◆ **DOCUMENT SEGMENT**:

━━━━━━━━

# Why do you choose commodities instead of shares?



## merlinnn (20 January 2015)

Hi Everyone,

I'm still chipping away at my investment journey and am curious as to why some choose commodities over shares or currency. Interested to here from traders and their experiences.


----------



## burglar (20 January 2015)

merlinnn said:


> Hi Everyone,
> 
> I'm still chipping away at my investment journey and am curious as to why some choose commodities over shares or currency. Interested to here from traders and their experiences.




They are different bets.

With commodities you are betting on supply and demand. 
With shares you are betting on a company, as an investor.
Or betting on investors, as a trader.
With currency, I am not sure ...

I was told to read a lot and find out what was of interest to me!


----------



## hhse (21 January 2015)

merlinnn said:


> Hi Everyone,
> 
> I'm still chipping away at my investment journey and am curious as to why some choose commodities over shares or currency. Interested to here from traders and their experiences.




* No business risk
* Uncorrelated vs other positions
* Pairs Trade
* Opportunity (high volatility)


----------



## merlinnn (21 January 2015)

━━━━━━━━

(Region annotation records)
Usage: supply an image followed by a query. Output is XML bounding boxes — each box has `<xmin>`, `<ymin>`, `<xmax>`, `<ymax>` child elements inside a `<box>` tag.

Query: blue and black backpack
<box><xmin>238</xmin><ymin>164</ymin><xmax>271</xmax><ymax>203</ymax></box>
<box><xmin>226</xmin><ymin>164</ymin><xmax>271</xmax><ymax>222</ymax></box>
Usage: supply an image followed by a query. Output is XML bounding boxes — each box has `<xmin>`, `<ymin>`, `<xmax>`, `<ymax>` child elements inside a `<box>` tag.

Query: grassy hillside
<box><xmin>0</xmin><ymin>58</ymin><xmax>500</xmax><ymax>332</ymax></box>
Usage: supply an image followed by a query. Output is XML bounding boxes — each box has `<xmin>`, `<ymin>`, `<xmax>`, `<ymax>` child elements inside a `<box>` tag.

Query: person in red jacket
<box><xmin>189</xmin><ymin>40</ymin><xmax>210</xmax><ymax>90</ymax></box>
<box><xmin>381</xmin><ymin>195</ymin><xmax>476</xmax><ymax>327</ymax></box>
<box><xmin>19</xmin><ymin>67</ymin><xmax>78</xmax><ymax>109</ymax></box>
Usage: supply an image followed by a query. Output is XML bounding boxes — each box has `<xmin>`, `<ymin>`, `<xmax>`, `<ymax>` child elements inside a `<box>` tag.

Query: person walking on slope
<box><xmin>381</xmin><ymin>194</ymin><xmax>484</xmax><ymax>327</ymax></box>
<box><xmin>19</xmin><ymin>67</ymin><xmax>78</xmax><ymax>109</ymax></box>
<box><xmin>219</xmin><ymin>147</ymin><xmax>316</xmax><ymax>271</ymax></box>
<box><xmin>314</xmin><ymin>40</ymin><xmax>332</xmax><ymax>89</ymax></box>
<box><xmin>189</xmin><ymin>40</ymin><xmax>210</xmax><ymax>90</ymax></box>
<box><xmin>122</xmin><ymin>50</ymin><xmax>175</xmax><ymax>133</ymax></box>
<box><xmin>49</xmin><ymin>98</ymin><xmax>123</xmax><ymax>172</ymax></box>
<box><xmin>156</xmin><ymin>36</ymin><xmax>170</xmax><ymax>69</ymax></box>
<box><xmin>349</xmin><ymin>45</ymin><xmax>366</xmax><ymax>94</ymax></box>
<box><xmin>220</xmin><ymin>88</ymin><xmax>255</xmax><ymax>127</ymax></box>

━━━━━━━━

◆ **DIRECTIONS**:
**A)** In the commodities thread, what does burglar say you are betting on with commodities?
**B)** Pull out every line of the records that contains the word "person".
These records have no connection to the commodities thread.

◆ **SOLUTIONS TO THE EXERCISE**:
**A)** Supply and demand.

**B)**
Query: person in red jacket
Query: person walking on slope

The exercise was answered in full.